- **WHAT TO DO**:
1) Reproduce the stretch of the dissolving metal reduction passage from "Understanding these differences" through "dissolving metal reduction.".
2) Answer these questions from the dissolving metal reduction passage:
(a) Which metals are commonly dissolved in liquid ammonia in this process?
(b) What makes trans alkenes more stable than cis alkenes?
(c) Which type of alkene do hydrogenation catalysts favor?

[Begin EXCERPT TO READ]

Dissolving Metal Reduction

Dissolving metal reduction is a powerful technique in organic chemistry. It is specifically used to reduce alkynes to alkenes with trans configuration. In this process, a metal, commonly sodium or lithium, is dissolved in liquid ammonia to create solvated electrons, which are highly reactive.

The mechanism involves these solvated electrons helping to partially "break" the strong alkyne π-bonds, transforming them into a double bond. The intermediate formed during this reaction relaxes back into the more stable trans-alkene. This method is selective due to the specific way electrons interact with the alkyne molecule. Students should remember that the solvent also plays a crucial role in this reaction, as liquid ammonia provides the necessary environment for solvated electrons to function effectively.

Trans Alkenes

Trans alkenes, which have substituents on opposite sides of the double bond, are typically more stable than their cis counterparts. The stability arises from reduced steric hindrance between the substituents, which are farther apart in a trans configuration than in a cis configuration.

In organic synthesis, obtaining a trans alkene can be desirable when the goal is to minimize steric interference or when aiming for compounds with particular physical properties. Trans alkenes often exhibit different boiling points, and reactivity patterns compared to cis alkenes, which can be pivotal in subsequent reactions.

Understanding these differences helps chemists manage synthesis pathways effectively, ensuring the desired product forms without unwanted side reactions or byproducts.

Reagent Selection

Choosing the right reagent is key in chemical transformations, especially in achieving specific isomeric forms such as trans alkenes. In the exercise provided, several options were considered, but not all are suitable for forming trans alkenes from alkynes.

The provided reagents included lithium aluminum hydride, which does not typically affect alkynes, and various forms of hydrogenation catalysts, which favor the formation of cis alkenes. Sodium in liquid ammonia stood out as the best choice due to its unique ability to yield trans alkenes via dissolving metal reduction.

This demonstrates the importance of understanding reagent capabilities to apply them effectively in synthesis. Knowledge of how different reagents act allows chemists to meticulously plan pathways to achieve their desired chemical transformations efficiently.

[End EXCERPT TO READ]
[Begin RECORDED DATA]

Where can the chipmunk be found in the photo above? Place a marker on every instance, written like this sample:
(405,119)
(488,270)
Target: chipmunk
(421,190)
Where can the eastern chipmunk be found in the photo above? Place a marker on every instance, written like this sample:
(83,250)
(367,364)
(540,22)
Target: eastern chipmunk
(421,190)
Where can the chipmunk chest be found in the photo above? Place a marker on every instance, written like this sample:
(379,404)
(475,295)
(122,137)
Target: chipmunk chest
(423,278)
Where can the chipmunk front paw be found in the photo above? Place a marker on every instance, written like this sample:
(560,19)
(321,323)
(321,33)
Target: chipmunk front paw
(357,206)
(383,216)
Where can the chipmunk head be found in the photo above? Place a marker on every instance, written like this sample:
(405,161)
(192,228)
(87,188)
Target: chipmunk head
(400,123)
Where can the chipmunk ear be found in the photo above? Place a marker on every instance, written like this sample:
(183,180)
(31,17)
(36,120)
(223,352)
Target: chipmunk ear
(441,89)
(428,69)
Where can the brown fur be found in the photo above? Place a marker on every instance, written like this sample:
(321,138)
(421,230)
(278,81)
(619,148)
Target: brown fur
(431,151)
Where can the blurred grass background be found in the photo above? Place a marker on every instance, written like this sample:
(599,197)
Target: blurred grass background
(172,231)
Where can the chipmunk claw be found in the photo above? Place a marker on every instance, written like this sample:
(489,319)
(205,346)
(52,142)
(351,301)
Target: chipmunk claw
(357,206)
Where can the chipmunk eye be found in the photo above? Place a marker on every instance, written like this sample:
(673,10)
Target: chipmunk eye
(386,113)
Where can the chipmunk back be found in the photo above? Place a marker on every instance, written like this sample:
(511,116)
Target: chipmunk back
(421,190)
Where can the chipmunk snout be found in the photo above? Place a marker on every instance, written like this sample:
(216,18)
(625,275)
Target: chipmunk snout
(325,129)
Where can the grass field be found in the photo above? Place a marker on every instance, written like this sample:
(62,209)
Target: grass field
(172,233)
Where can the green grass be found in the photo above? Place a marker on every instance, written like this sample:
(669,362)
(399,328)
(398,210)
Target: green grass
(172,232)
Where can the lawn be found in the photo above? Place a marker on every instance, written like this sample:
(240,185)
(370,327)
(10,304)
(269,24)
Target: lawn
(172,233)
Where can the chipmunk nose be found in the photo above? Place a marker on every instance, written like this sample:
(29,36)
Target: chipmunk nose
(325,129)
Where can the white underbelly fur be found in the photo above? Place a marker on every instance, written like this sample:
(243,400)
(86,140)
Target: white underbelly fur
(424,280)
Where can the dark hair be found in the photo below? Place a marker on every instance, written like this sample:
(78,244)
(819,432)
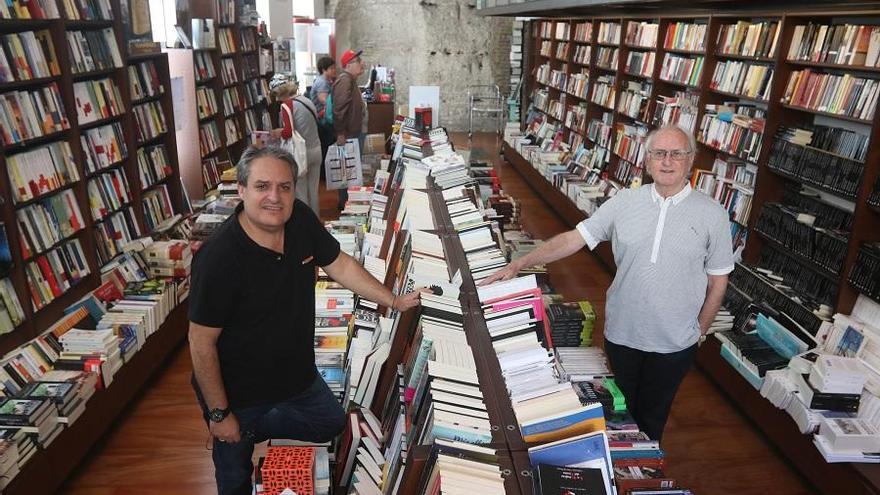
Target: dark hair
(243,168)
(325,63)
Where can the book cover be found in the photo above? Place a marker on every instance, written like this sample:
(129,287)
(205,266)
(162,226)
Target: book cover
(557,480)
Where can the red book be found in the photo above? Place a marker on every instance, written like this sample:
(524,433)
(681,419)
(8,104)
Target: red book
(108,291)
(74,220)
(49,275)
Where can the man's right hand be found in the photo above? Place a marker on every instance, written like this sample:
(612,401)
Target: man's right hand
(227,430)
(508,272)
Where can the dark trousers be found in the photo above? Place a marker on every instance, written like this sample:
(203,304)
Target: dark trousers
(313,415)
(649,381)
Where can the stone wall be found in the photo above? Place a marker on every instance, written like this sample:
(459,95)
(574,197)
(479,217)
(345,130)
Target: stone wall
(429,43)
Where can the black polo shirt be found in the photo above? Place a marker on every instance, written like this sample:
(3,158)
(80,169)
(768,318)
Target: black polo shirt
(265,303)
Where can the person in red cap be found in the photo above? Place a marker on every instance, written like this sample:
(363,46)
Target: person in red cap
(349,109)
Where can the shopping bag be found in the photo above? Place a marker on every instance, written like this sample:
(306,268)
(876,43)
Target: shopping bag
(343,167)
(296,146)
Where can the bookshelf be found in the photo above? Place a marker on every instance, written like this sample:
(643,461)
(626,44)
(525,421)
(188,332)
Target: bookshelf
(108,160)
(505,431)
(75,137)
(751,62)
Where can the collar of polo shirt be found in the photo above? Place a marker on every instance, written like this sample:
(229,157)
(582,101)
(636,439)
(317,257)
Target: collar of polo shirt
(677,198)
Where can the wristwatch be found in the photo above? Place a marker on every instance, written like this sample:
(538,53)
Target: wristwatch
(218,415)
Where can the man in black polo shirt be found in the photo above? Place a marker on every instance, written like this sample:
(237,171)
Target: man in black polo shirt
(252,319)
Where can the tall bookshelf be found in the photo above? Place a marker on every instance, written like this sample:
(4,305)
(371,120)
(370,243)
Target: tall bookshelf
(117,174)
(842,201)
(75,135)
(238,84)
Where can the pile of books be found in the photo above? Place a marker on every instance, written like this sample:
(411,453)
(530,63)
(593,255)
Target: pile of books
(571,323)
(37,418)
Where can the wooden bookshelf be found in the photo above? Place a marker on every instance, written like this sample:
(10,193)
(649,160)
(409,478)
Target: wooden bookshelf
(47,469)
(37,321)
(770,185)
(231,148)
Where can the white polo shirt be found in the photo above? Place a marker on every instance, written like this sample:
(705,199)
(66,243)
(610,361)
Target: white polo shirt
(664,250)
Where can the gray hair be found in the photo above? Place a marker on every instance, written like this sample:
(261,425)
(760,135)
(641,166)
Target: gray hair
(689,137)
(243,168)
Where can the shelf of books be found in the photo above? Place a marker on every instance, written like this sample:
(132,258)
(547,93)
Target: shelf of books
(232,89)
(495,379)
(85,147)
(783,109)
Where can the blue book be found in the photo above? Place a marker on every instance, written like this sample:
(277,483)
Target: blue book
(5,254)
(588,450)
(779,338)
(591,413)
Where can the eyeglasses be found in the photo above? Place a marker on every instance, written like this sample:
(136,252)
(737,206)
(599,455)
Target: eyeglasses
(676,155)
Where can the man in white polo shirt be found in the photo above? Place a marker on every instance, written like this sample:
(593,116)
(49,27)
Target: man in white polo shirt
(672,248)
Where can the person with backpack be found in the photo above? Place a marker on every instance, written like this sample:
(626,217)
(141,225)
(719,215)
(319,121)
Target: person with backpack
(320,96)
(348,108)
(300,115)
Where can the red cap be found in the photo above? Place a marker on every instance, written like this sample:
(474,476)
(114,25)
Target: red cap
(349,55)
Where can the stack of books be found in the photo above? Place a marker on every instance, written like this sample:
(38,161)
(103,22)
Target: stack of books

[End RECORDED DATA]

- **LIST OF SOLUTIONS**:
1)
Understanding these differences helps chemists manage synthesis pathways effectively, ensuring the desired product forms without unwanted side reactions or byproducts.

Reagent Selection

Choosing the right reagent is key in chemical transformations, especially in achieving specific isomeric forms such as trans alkenes. In the exercise provided, several options were considered, but not all are suitable for forming trans alkenes from alkynes.

The provided reagents included lithium aluminum hydride, which does not typically affect alkynes, and various forms of hydrogenation catalysts, which favor the formation of cis alkenes. Sodium in liquid ammonia stood out as the best choice due to its unique ability to yield trans alkenes via dissolving metal reduction.

2)
(a) Sodium or lithium.
(b) There is less steric hindrance between the substituents, which are farther apart in a trans configuration.
(c) Cis alkenes.